■ **What you are asked to do**
As you work through the listing below, copy each line exactly and drop the images.
*** Material to process ***
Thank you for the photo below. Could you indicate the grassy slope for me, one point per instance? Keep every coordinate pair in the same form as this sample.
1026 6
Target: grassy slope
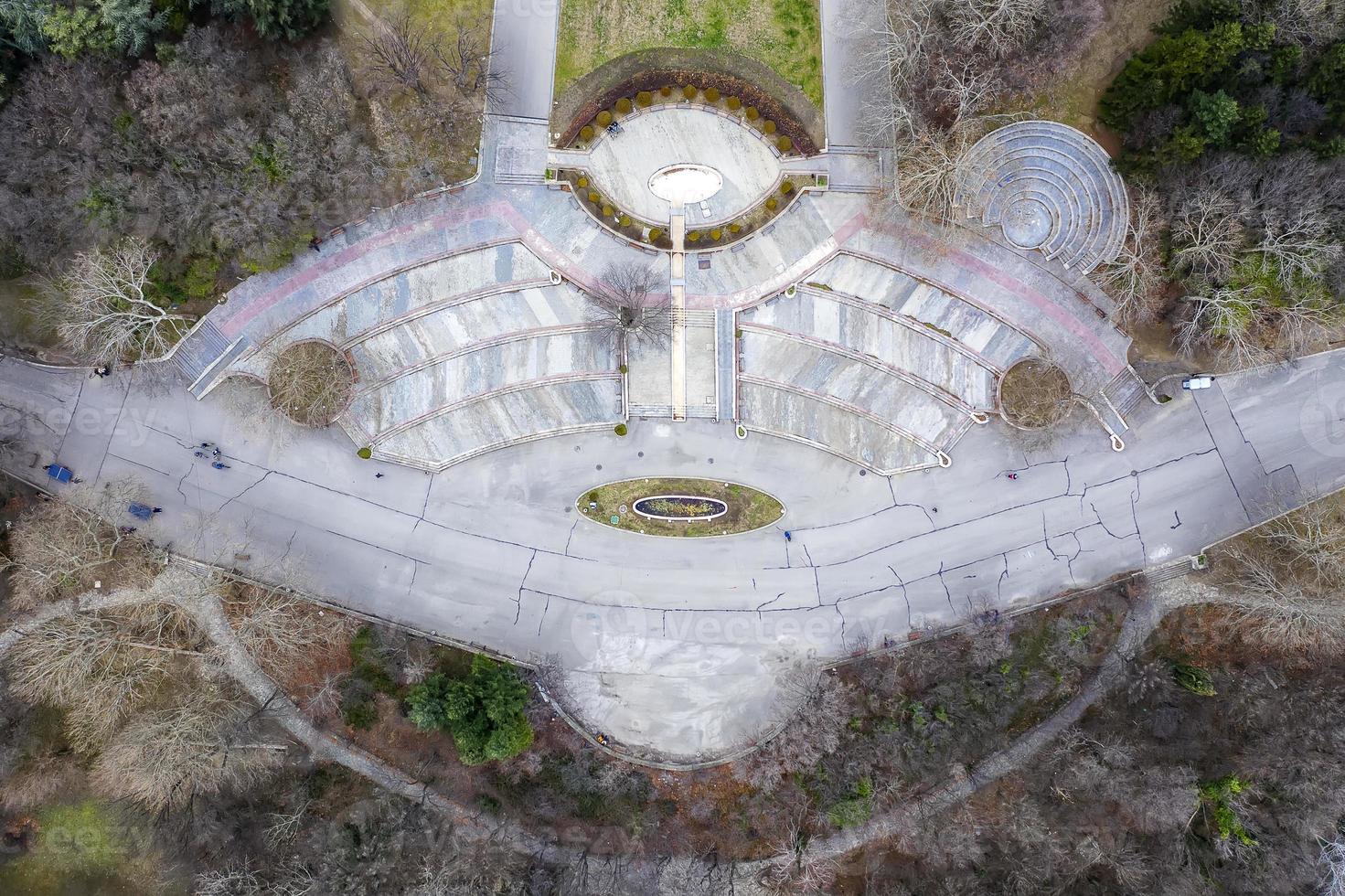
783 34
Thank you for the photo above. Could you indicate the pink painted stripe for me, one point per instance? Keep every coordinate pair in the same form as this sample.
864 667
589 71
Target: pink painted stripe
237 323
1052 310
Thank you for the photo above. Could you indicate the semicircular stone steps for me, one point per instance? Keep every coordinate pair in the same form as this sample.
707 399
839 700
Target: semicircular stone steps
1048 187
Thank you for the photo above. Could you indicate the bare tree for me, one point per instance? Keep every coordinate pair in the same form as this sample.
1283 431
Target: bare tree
*** End of Material to process ***
■ **Task output**
Thank you for the photo below. Could you indicate the grassy slope for me, one point per instance? Keep every coordinate pair in the same form as this sample.
1026 6
Target: grassy slope
783 34
Thank you for the photo above. Could you indicate the pink painted stripe for me, one point per instance? Keep every coordinate pair in the same form as this sample.
864 667
589 71
Target: pink painted stripe
237 323
1052 310
Thank you for the photo above. Could you indicate the semicircular stone steps for me, one point per instance? Keep every coordinate pair in the same form as this sample.
707 399
839 700
Target: semicircular stone steps
1048 187
Thank you for the photo above. Could you indicate the bare tree for me, one point per instance? Keep every coordinate pair in the same form as this sample.
1283 431
Target: bare tree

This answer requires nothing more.